How to Create Web-Based Business Intelligence or Analytical Dashboard

June 20, 2011 by Igor Lozhkin
Business intelligence dashboards, analytical dashboards, operational dashboards, product dashboards are increasingly gaining in popularity. They look great. They are useful. They are fun to develop. Which brings us to the question: what is the proper way to create a dashboard? Is "dashboard" a separate product, which we can buy off-the-shelf? Is it a feature of reporting software? Do we have to use other specialized tools to create it?  While all these are viable options, in this blog article I share my opinion on what a dashboard is, what it does, and how to create it. 

In order to understand any IT system, I often start with two simple questions: what the system is? and what the system does? I borrowed this approach from object-oriented design methodology, which makes us think of the system as: 
  1. collection of properties, content, components (which defines the "what the system is" part), and 
  2. its behavior, functions, features (which defines "what the system does" part).  
So, what is a dashboard, and what does it do?

Dashboard is an integrated collection of web-capable resources - reports, forms, charts, smaller information-delivery components. 

What does it do? A dashboard connects all resources using a certain criterion (for example date range, or product identifier) and presents information generated by all those resources in the context of that criterion in such a way that it is easy to visually capture important metrics, spot trends, notice certain results, as well as optionally personalize presentation per user or for a particular audience.

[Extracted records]
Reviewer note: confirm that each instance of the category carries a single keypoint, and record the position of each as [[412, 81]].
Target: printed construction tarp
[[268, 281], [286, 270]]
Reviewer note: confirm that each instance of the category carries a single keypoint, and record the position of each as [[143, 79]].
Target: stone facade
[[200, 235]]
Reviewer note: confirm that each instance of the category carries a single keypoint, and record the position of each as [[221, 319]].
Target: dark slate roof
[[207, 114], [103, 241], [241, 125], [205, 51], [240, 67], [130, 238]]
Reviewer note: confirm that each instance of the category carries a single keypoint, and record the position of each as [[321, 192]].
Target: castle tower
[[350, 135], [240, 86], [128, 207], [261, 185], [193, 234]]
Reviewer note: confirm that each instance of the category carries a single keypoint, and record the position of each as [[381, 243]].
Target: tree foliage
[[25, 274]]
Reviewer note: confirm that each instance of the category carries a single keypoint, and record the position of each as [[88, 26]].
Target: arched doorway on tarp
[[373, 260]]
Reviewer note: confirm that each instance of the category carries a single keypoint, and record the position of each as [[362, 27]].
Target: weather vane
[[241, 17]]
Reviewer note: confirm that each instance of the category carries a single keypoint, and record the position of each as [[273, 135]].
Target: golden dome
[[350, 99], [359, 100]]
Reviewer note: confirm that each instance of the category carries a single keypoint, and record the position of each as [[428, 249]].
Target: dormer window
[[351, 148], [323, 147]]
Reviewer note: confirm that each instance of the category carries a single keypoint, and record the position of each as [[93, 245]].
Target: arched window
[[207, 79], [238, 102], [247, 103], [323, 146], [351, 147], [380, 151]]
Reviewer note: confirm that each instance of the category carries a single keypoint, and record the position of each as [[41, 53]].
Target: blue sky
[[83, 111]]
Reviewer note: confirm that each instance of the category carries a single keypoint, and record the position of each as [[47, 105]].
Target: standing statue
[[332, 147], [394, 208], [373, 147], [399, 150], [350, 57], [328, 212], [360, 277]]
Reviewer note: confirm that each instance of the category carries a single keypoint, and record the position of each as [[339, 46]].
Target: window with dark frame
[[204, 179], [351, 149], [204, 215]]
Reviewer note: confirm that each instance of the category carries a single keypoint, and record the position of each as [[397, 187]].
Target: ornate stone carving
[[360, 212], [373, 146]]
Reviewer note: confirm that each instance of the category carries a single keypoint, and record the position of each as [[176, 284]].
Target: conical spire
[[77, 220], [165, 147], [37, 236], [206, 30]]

* Aim *
Write the next part of the article on building web-based business intelligence dashboards, picking up after its final sentence.

* The response *
Here is an example of a dashboard. Its fully functional presentation is available live from Arnica Software demo site: http://demo.arnicasoftware.com//webportal/output/proxy.aspx?method=loadpage&resourcecode=demo7bidashboard&productid=352




To create the presentation as displayed above, we first need to create web resources which generate product links on the left, charts in the middle column, and data in HTML tables on the right. In this example, we used  Arnica WebReport (http://www.arnicasoftware.com/products/reporting-software/overview.aspx) to create all these components. We created four reports: one to produce product links, and three others to produce chart-data table pairs (data in tables corresponds to charts). In other dashboard solutions, resources may include web forms mixed with reports and charts and content fragments generates by other components. All this constitutes the "what dashboard is" part of our system analysis.

To connect all these resources together and integrate them on a single container page, we used Arnica WebPortal - fast and light-weight portal system, which provides content integration functionality and propagates common context (in this example - product identifier) to all resources (reports). Because Arnica WebPortal (http://www.arnicasoftware.com/products/content-integration/overview.aspx) is a general purpose portal system, it can integrate content derived from various sources running on various platforms and present it as one integrated page to end users. 

Finally, Arnica UnifiedLogon - our identity management system - was used to support content personalization, access control, and single sign-on (http://www.arnicasoftware.com/products/identity-management/overview.aspx). 

Using our system analysis analogy, we could say that a web portal together with an identity management system may act as a foundation for the "what the dashboard does" part.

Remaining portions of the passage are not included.